### REQUIRED WORK
List every character named in the film review below, including any alternate names the review gives.

This is philosophically interesting material. The film presents both sides with more fairness than you might expect: Miguel is not wrong that changing canon events has catastrophic consequences. He has watched universes die. His certainty is earned through genuine loss. Miles is not wrong that accepting predetermined tragedy without resistance is its own kind of moral failure. The argument between them is genuinely the film's intellectual core.
Here is where we have to be honest with our audience.
The film embeds its progressive worldview at the structural level, not as a surface decoration. The Spider-Society as an institution that enforces fixed outcomes against individual will is explicitly framed as the oppressive antagonist. Spider-Punk is designed as the film's coolest character and exists primarily to articulate anarchist anti-institutional politics. Hobie Brown lives to say 'the system is the villain,' and the film endorses him. This is not subtle. It is the film's ideology made flesh in a leather jacket covered in safety pins.
Gwen Stacy's bedroom has a transgender pride flag on the wall. The film does not address this in dialogue. It is simply there. The production team confirmed it was intentional, with the specific context of Gwen's father struggling to understand his child being made parallel to the experience of parents of trans children. You can agree or disagree with that choice. It is there, and parents should know.
Miles Morales's defiance of authority, both his parents and the Spider-Society, is framed as heroic throughout. The film does not interrogate the cost of lying to his parents beyond the emotional texture of the voicemail scene. His deception is excused by his good intentions. This is a common progressive story structure: individual instinct overrides institutional rule because the individual is right. It is not a traditional moral framework.
All of that said: the domestic scenes between Miles and his parents are the most genuinely traditional content in the film. Jefferson Davis is written and voiced as a loving, present, protective father. His relationship with his son is central. His pride in Miles is real. The film's treatment of the father-son relationship is substantially more traditional than most of what Marvel Studios has produced in the last five years. Jefferson is not a problem to be solved. He is a man whose love is the film's emotional foundation.
The animation is the story, though. What Sony has built here has to be seen to be understood. The Mumbattan sequence, where Miles and Pavitr Prabhakar move through an Indian city rendered in an animation style that blends multiple South Asian visual traditions, is one of the most beautiful things in modern cinema. The Spider-Society headquarters sequence, with thousands of Spider-People animated in dozens of different styles simultaneously, is the kind of filmmaking achievement that happens once a decade. Whatever you think of the film's ideology, the craft is undeniable.

### PROVIDED MATERIAL
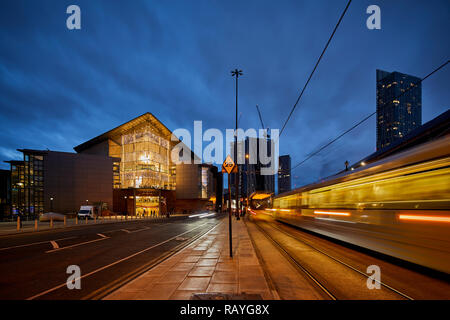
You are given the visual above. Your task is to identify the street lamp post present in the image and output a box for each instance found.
[230,69,243,220]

### SOLUTION TO THE PROBLEM
- Miguel
- Miles Morales
- Spider-Punk (Hobie Brown)
- Gwen Stacy
- Jefferson Davis
- Pavitr Prabhakar